▶ Instructions for the task
Count the lines in the material below that contain the string "white", treating uppercase and lowercase as distinct. Give only the number.

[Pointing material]
start

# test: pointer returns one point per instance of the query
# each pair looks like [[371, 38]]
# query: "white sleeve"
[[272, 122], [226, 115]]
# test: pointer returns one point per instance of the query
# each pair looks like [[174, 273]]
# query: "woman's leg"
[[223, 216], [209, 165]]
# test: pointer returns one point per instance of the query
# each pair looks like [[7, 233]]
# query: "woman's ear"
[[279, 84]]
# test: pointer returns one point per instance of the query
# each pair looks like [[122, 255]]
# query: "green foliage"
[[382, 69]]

end
start

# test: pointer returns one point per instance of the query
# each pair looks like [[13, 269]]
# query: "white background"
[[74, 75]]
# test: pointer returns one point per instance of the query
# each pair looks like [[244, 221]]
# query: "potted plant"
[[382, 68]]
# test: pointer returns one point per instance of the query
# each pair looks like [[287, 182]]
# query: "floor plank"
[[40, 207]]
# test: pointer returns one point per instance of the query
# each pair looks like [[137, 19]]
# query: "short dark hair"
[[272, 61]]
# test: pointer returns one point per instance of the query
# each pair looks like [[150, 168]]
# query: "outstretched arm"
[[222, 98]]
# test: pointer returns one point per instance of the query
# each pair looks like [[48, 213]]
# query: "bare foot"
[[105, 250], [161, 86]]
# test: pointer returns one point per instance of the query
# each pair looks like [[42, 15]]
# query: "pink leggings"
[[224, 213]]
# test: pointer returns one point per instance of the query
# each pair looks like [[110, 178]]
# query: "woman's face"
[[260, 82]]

end

▶ Task solution
2